◆ EXERCISE BRIEF
Rewrite every line of the listing below as a Markdown table with the columns "No." and "Line", giving each line its own numbered row and omitting blank lines.

◆ Entries on locating named items
###

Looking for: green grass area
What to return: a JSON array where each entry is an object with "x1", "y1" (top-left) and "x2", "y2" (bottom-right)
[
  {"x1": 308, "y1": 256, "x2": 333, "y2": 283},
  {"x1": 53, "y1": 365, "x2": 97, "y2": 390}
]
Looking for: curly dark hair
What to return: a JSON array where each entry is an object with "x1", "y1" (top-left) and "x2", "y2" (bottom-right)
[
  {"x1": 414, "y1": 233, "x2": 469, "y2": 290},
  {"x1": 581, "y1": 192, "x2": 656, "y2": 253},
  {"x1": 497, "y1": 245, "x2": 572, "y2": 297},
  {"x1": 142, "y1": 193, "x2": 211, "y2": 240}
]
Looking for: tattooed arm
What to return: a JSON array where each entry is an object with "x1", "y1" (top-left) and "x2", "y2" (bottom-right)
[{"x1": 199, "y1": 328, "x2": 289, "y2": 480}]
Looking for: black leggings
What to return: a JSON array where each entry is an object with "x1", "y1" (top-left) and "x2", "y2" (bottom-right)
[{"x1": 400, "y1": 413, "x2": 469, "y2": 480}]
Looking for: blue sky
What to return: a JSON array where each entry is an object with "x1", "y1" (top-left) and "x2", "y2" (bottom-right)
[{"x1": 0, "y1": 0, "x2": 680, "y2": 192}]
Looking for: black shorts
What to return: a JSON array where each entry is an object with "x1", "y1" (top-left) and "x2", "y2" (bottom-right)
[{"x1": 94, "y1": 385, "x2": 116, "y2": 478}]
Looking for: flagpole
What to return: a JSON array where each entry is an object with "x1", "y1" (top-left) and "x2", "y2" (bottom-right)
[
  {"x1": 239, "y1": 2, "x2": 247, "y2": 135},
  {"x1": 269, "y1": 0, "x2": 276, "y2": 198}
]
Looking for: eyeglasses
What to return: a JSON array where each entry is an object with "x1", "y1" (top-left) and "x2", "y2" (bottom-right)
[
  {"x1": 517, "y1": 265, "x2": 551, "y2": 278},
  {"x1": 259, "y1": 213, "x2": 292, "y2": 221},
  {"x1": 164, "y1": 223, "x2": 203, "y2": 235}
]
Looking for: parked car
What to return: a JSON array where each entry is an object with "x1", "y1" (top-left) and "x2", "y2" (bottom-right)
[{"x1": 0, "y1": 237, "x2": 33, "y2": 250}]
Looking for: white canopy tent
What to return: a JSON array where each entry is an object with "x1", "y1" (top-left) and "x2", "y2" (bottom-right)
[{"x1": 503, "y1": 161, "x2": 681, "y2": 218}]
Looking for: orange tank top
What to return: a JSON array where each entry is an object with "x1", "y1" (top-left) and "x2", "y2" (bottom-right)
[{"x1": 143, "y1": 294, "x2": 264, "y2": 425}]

###

◆ REPLY
| No. | Line |
|---|---|
| 1 | Looking for: green grass area |
| 2 | What to return: a JSON array where each entry is an object with "x1", "y1" (top-left) and "x2", "y2" (bottom-right) |
| 3 | [ |
| 4 |   {"x1": 308, "y1": 256, "x2": 333, "y2": 283}, |
| 5 |   {"x1": 53, "y1": 365, "x2": 97, "y2": 390} |
| 6 | ] |
| 7 | Looking for: curly dark hair |
| 8 | What to return: a JSON array where each entry is an object with "x1", "y1" (top-left) and "x2", "y2" (bottom-right) |
| 9 | [ |
| 10 |   {"x1": 414, "y1": 233, "x2": 469, "y2": 290}, |
| 11 |   {"x1": 581, "y1": 192, "x2": 656, "y2": 253}, |
| 12 |   {"x1": 497, "y1": 245, "x2": 572, "y2": 297}, |
| 13 |   {"x1": 142, "y1": 193, "x2": 211, "y2": 240} |
| 14 | ] |
| 15 | Looking for: tattooed arm |
| 16 | What to return: a JSON array where each entry is an object with "x1", "y1" (top-left) and "x2", "y2" (bottom-right) |
| 17 | [{"x1": 199, "y1": 328, "x2": 289, "y2": 480}] |
| 18 | Looking for: black leggings |
| 19 | What to return: a JSON array where each entry is an object with "x1", "y1" (top-left) and "x2", "y2" (bottom-right) |
| 20 | [{"x1": 400, "y1": 413, "x2": 469, "y2": 480}] |
| 21 | Looking for: blue sky |
| 22 | What to return: a JSON array where each entry is an object with "x1", "y1" (top-left) and "x2", "y2" (bottom-right) |
| 23 | [{"x1": 0, "y1": 0, "x2": 680, "y2": 192}] |
| 24 | Looking for: black shorts |
| 25 | What to return: a JSON array where each entry is an object with "x1", "y1" (top-left) and "x2", "y2" (bottom-right) |
| 26 | [{"x1": 94, "y1": 385, "x2": 116, "y2": 478}] |
| 27 | Looking for: flagpole |
| 28 | What to return: a JSON array where each entry is an object with "x1", "y1" (top-left) and "x2", "y2" (bottom-right) |
| 29 | [ |
| 30 |   {"x1": 239, "y1": 2, "x2": 247, "y2": 135}, |
| 31 |   {"x1": 269, "y1": 0, "x2": 276, "y2": 198} |
| 32 | ] |
| 33 | Looking for: eyeglasses |
| 34 | What to return: a JSON array where each entry is an object with "x1", "y1" (top-left) and "x2", "y2" (bottom-right) |
| 35 | [ |
| 36 |   {"x1": 517, "y1": 265, "x2": 551, "y2": 278}, |
| 37 |   {"x1": 259, "y1": 213, "x2": 292, "y2": 221}, |
| 38 |   {"x1": 164, "y1": 223, "x2": 203, "y2": 235} |
| 39 | ] |
| 40 | Looking for: parked car |
| 41 | What to return: a JSON array where each entry is an object with "x1", "y1" (top-left) and "x2", "y2" (bottom-right) |
| 42 | [{"x1": 0, "y1": 237, "x2": 33, "y2": 250}] |
| 43 | Looking for: white canopy tent |
| 44 | What to return: a JSON array where each entry is an object with "x1", "y1" (top-left) and "x2", "y2" (bottom-right) |
| 45 | [{"x1": 503, "y1": 161, "x2": 681, "y2": 218}] |
| 46 | Looking for: orange tank top |
| 47 | What to return: a JSON array where each entry is an object with "x1", "y1" (top-left) and "x2", "y2" (bottom-right) |
| 48 | [{"x1": 143, "y1": 294, "x2": 264, "y2": 425}] |